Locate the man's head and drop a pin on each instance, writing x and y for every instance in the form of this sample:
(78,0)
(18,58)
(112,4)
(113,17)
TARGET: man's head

★ ★ ★ ★ ★

YOUR ASSIGNMENT: Write out the material once more so that every line matches exactly.

RESULT OF THE TASK:
Locate the man's head and drop a pin on each instance, writing x and y for every instance in the form of this sample:
(78,0)
(18,58)
(112,4)
(113,17)
TARGET: man's head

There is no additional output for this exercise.